The problem>
Retype the entries. Match them exactly.

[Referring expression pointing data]
-------
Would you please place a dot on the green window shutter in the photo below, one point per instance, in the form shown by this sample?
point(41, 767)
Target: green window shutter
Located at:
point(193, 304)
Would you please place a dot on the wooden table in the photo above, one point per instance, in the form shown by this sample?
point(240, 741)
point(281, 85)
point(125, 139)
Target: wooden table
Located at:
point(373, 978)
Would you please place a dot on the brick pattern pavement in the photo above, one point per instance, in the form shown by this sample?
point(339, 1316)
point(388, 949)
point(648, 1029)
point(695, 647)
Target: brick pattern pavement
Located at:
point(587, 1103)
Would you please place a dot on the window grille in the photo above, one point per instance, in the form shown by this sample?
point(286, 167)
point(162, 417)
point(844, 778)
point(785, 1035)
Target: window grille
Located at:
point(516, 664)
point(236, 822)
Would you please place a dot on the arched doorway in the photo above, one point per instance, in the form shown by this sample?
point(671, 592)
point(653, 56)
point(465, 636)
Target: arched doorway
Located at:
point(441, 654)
-------
Answer to the problem>
Would you please place a dot on the green window shutter in the photo below, one point per instance, in the form shown by this sample?
point(41, 767)
Target: green window shutter
Located at:
point(193, 304)
Would you please place a dot on the wooden table in the photo above, one point per instance, in the form shown by this sample?
point(240, 741)
point(281, 85)
point(125, 139)
Target: wooden table
Located at:
point(373, 978)
Would you please place a dot on the brick pattern pavement in the photo above, one point per instance, in the form shown by this sample?
point(339, 1316)
point(388, 949)
point(648, 1029)
point(695, 647)
Target: brick pattern pavement
Located at:
point(587, 1103)
Would you please place a dot on the window grille in the photo above, one point per instance, in the form shown by this sample?
point(286, 167)
point(162, 417)
point(844, 778)
point(785, 1035)
Target: window grille
Located at:
point(516, 664)
point(236, 822)
Would you please place a dot on the arched doorway in the photo above, one point per instance, in the form shown by this sample?
point(671, 592)
point(653, 56)
point(465, 636)
Target: arched doorway
Located at:
point(441, 654)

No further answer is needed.